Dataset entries
- - - - - - -
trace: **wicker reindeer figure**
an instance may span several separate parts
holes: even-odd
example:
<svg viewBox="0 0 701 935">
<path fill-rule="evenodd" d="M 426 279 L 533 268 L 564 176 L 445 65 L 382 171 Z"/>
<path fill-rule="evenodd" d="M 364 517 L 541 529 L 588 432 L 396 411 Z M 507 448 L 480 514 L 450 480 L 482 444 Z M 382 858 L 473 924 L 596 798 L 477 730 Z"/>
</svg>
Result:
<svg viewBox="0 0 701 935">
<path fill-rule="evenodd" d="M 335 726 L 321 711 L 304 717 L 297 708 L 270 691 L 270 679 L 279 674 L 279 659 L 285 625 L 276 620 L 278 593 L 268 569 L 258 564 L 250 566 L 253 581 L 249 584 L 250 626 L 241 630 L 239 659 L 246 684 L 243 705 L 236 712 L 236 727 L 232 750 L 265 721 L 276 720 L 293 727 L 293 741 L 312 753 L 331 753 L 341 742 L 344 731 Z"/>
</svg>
- - - - - - -
Change every "wicker reindeer figure" in the records to "straw goat figure" and reproduce them with nothing else altered.

• _FINISHED ANSWER_
trace: **straw goat figure**
an instance may span several separate parts
holes: even-odd
example:
<svg viewBox="0 0 701 935">
<path fill-rule="evenodd" d="M 426 279 L 533 268 L 564 176 L 445 65 L 382 171 Z"/>
<path fill-rule="evenodd" d="M 364 517 L 541 529 L 588 432 L 396 411 Z M 507 448 L 480 514 L 450 480 L 482 444 Z M 382 858 L 473 924 L 596 798 L 477 730 Z"/>
</svg>
Result:
<svg viewBox="0 0 701 935">
<path fill-rule="evenodd" d="M 335 726 L 321 711 L 304 717 L 297 708 L 270 691 L 270 679 L 279 674 L 279 659 L 285 625 L 276 620 L 278 593 L 268 569 L 258 564 L 250 566 L 253 581 L 249 584 L 250 626 L 241 630 L 239 659 L 246 684 L 243 705 L 236 712 L 236 727 L 232 750 L 265 721 L 276 720 L 293 727 L 293 741 L 312 753 L 331 753 L 341 742 L 344 731 Z"/>
</svg>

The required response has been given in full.